[Records from a point labeling set]
=======

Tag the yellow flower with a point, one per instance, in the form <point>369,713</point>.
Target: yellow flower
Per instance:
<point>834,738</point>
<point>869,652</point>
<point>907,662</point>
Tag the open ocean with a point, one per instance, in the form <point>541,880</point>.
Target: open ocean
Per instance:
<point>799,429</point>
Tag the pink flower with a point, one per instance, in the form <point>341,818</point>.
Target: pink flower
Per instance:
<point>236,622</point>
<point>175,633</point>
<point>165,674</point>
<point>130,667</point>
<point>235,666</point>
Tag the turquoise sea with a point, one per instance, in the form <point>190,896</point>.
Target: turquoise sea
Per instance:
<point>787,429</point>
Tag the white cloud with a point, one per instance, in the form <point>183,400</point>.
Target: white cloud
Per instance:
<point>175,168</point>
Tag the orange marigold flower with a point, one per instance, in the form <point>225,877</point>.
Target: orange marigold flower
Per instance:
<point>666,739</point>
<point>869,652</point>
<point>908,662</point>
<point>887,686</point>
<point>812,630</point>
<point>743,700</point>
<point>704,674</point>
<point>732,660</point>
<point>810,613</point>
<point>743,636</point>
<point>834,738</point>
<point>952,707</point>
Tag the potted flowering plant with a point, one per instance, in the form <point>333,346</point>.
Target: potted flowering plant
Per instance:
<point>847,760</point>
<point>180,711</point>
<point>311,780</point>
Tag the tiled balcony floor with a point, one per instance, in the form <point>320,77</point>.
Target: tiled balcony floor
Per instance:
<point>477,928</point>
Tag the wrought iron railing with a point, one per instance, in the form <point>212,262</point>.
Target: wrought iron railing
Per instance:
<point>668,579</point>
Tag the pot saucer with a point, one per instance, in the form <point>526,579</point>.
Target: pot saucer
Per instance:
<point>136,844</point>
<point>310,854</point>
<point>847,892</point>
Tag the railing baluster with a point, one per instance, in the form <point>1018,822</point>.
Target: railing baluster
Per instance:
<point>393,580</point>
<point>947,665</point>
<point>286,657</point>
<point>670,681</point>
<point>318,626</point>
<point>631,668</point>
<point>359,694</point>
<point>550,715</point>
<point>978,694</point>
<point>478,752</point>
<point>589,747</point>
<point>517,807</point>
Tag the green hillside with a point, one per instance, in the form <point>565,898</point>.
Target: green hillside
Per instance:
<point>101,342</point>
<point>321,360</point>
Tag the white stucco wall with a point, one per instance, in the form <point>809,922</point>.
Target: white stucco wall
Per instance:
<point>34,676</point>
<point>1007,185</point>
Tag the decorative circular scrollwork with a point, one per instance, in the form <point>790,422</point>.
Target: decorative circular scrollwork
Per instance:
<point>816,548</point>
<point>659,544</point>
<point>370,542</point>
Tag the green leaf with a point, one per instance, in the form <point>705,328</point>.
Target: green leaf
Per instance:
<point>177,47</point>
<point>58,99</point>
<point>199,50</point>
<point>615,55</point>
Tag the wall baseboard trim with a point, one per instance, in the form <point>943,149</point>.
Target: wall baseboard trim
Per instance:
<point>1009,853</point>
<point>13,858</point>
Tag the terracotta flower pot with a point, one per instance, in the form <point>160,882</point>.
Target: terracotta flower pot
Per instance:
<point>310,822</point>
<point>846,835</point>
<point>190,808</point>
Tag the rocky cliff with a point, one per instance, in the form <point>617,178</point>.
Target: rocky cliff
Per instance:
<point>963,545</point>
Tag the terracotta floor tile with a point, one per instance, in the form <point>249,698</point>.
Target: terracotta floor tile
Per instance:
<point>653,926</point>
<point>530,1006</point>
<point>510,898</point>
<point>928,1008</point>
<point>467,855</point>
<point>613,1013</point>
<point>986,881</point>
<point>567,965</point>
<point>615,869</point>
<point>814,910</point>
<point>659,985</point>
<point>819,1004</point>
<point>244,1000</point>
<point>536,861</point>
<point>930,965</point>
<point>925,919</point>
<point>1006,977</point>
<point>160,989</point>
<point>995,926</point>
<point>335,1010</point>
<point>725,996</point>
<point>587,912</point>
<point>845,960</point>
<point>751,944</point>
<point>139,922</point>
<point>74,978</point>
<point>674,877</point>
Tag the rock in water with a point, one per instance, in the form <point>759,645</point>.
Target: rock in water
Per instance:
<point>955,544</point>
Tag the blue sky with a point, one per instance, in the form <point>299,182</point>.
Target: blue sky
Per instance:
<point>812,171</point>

=======

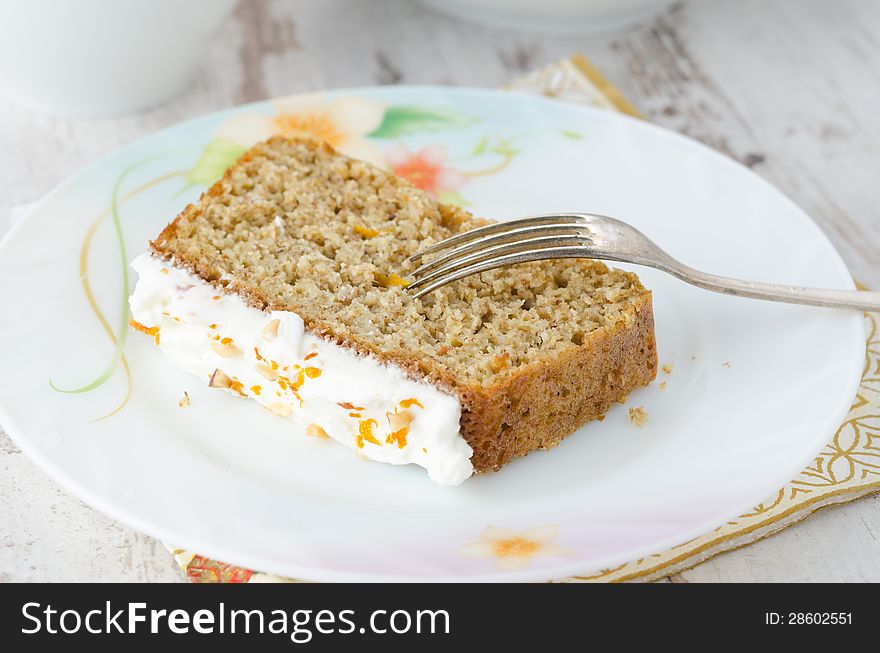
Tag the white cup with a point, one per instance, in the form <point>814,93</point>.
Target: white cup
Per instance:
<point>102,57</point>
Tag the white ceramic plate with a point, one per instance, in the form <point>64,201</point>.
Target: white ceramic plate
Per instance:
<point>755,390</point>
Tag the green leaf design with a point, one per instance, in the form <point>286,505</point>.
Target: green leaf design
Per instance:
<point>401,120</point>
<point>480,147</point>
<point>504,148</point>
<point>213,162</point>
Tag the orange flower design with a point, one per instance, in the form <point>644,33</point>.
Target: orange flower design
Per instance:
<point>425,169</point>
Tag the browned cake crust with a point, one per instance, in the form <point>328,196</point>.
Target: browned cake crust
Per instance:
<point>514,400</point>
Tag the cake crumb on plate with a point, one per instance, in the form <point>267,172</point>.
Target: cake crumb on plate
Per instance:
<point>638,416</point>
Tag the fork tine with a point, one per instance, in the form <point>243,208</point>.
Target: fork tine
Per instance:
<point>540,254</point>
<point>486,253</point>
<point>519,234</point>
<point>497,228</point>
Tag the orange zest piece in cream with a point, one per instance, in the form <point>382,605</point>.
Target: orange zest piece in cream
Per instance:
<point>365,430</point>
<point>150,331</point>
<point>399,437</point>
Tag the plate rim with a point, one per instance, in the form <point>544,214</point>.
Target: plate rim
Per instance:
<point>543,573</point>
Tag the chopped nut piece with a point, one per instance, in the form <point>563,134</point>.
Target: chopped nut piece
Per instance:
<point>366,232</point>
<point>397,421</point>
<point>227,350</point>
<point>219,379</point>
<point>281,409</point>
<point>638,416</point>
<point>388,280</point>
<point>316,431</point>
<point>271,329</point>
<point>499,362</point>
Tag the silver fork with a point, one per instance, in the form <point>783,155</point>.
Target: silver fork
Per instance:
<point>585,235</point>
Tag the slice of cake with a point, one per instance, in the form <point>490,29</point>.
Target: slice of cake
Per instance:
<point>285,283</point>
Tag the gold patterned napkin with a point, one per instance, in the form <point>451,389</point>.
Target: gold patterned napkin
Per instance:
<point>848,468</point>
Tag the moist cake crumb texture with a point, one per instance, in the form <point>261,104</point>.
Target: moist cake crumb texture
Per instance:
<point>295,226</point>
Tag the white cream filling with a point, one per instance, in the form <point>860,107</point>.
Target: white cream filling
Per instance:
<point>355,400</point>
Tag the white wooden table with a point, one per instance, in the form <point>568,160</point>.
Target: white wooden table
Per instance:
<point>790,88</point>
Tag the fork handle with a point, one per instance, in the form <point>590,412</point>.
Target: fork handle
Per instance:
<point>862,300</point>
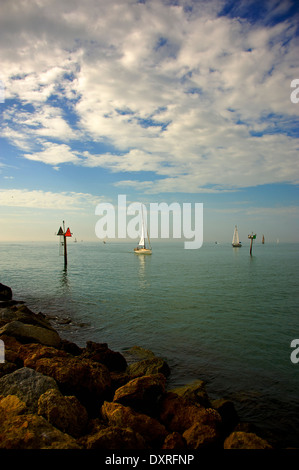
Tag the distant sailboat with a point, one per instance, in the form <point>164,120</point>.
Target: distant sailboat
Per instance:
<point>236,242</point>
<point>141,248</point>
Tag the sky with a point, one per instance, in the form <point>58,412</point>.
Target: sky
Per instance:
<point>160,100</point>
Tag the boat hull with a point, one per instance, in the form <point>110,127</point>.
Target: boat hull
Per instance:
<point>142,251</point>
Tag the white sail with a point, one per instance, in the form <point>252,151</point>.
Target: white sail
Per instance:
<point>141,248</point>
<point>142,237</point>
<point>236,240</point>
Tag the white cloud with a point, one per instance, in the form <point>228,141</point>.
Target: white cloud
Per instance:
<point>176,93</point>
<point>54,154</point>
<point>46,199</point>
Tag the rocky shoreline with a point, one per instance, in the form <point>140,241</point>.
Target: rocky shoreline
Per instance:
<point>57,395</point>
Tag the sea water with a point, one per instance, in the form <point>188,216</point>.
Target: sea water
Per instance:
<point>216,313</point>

=======

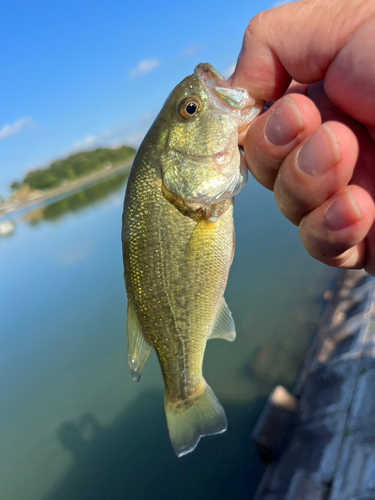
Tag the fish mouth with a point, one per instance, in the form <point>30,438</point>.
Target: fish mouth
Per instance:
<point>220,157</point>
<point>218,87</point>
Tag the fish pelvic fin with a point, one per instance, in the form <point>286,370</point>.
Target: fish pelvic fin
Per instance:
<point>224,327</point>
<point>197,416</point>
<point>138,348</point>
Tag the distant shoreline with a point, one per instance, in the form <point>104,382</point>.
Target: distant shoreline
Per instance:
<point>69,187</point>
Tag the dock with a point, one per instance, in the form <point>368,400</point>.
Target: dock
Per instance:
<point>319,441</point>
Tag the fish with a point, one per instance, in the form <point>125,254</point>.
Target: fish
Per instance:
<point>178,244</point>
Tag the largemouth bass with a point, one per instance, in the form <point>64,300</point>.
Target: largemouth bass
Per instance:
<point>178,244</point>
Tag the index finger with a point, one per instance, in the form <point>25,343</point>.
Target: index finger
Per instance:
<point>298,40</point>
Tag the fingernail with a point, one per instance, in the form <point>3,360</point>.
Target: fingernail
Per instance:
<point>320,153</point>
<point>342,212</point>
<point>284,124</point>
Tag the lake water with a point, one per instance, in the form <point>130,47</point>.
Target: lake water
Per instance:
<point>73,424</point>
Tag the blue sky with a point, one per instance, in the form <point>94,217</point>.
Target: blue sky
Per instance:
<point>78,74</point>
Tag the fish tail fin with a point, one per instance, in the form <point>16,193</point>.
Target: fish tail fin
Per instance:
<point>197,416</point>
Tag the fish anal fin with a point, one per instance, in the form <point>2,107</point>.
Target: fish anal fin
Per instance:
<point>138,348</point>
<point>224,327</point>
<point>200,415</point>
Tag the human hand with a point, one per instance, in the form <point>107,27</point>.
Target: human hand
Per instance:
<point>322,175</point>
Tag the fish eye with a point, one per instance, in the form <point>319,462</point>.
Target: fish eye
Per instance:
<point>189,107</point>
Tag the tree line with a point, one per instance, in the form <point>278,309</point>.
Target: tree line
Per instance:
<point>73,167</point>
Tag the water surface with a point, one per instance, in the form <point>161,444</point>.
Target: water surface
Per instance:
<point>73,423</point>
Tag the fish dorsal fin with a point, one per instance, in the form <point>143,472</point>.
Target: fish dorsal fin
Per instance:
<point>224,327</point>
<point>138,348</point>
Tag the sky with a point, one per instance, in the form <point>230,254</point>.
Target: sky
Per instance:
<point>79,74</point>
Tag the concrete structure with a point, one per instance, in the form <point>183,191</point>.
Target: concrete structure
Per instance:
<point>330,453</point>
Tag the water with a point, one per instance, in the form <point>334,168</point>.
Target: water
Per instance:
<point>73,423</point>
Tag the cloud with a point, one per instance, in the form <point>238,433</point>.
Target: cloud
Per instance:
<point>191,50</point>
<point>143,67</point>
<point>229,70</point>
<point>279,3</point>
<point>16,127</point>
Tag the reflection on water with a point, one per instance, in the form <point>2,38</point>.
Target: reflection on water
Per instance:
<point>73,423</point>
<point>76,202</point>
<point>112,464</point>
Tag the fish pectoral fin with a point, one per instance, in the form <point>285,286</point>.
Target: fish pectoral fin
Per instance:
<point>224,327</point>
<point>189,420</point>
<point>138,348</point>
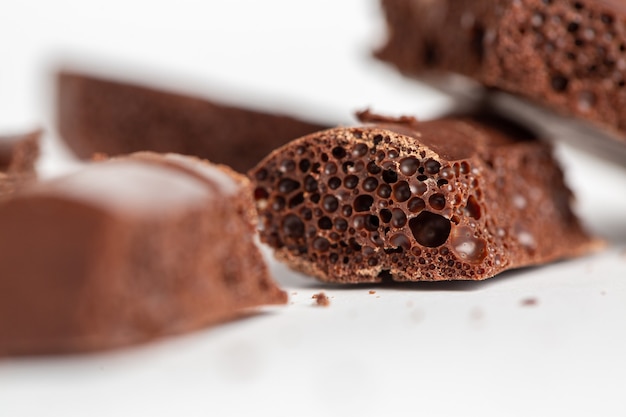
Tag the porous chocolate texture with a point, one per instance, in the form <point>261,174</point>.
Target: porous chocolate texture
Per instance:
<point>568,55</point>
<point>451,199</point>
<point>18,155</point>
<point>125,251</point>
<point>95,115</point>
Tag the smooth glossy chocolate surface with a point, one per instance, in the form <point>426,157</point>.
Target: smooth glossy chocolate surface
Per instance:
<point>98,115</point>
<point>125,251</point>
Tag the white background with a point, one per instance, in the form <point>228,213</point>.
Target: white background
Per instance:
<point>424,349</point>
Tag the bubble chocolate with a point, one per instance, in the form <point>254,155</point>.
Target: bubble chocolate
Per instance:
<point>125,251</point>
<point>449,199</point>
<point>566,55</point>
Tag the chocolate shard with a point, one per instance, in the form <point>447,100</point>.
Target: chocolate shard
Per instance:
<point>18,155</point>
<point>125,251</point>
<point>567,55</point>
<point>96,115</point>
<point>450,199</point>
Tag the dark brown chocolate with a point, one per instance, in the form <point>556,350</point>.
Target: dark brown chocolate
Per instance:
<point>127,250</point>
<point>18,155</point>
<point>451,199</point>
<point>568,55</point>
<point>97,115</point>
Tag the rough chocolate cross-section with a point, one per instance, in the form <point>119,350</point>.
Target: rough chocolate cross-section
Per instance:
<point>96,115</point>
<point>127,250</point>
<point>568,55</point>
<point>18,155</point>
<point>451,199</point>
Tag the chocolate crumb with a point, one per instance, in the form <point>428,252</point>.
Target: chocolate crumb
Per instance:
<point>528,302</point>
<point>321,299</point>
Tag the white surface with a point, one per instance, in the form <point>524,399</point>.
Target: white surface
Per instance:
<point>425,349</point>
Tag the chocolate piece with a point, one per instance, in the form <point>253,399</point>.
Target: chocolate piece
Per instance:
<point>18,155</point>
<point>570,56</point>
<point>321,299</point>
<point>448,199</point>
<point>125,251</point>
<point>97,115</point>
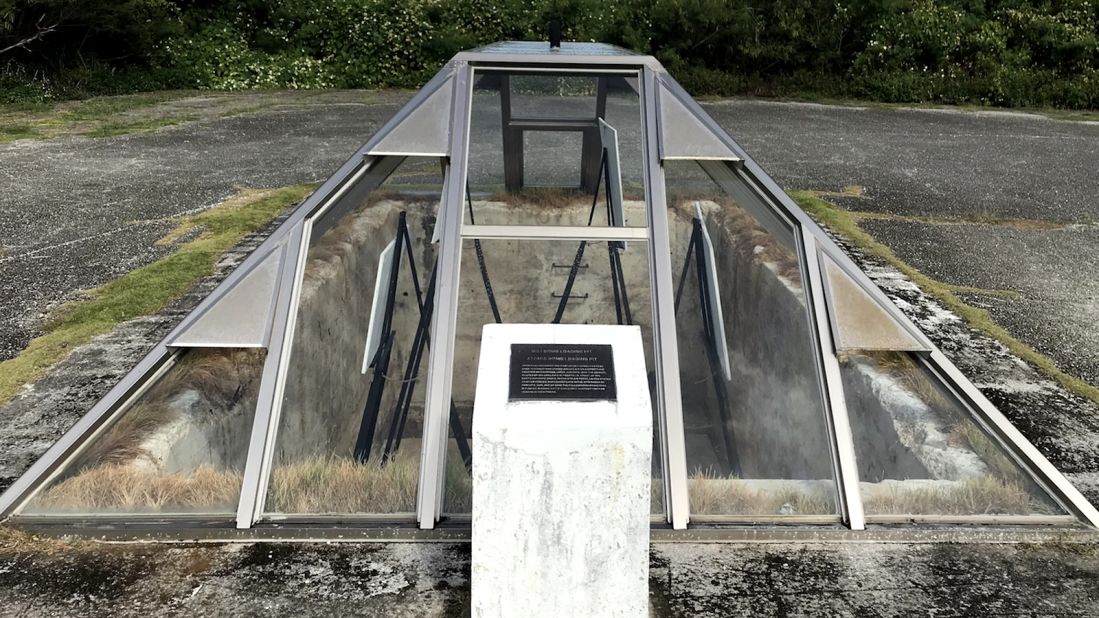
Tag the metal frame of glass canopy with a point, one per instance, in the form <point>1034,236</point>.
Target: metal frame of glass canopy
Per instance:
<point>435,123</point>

=======

Task directions
Please give the lines of the listing as a Markdown table, starting with the line containing "Tag the fish eye" and going on through the line containing "<point>16,127</point>". Use a column named Row for the row number and a column named Line for the line, and leave out any blank lines.

Answer for this exercise
| Row | Line |
|---|---|
| 1 | Tag the fish eye with a point, one per instance, in the form <point>319,462</point>. |
| 2 | Target: fish eye |
| 3 | Per instance: |
| 4 | <point>189,107</point> |
| 5 | Tag the tree line with a point, one per instance, in the form <point>278,309</point>. |
| 6 | Target: tree line |
| 7 | Per instance: |
| 8 | <point>73,167</point> |
| 9 | Tag the water surface with a point, one per instance, in the form <point>161,444</point>. |
| 10 | Target: water surface |
| 11 | Per instance: |
| 12 | <point>73,423</point> |
| 13 | Tag the fish dorsal fin with a point, one per instance, in the form <point>143,472</point>. |
| 14 | Target: fish dorsal fin |
| 15 | Per instance: |
| 16 | <point>224,327</point> |
| 17 | <point>138,348</point> |
| 18 | Tag the sky with a point, one per instance, in the form <point>230,254</point>. |
| 19 | Target: sky |
| 20 | Per instance: |
| 21 | <point>79,74</point> |
| 22 | Tag the concrete structure with a point, one per instance, in the form <point>183,191</point>. |
| 23 | Target: concrete structure |
| 24 | Per instance: |
| 25 | <point>330,453</point> |
| 26 | Tag the water with a point, one per instance, in the form <point>334,168</point>. |
| 27 | Target: water |
| 28 | Per instance: |
| 29 | <point>73,423</point> |
| 30 | Tag the cloud with a point, one per instance, in the form <point>238,433</point>. |
| 31 | Target: cloud |
| 32 | Per instance: |
| 33 | <point>191,50</point> |
| 34 | <point>143,67</point> |
| 35 | <point>229,70</point> |
| 36 | <point>279,3</point> |
| 37 | <point>16,127</point> |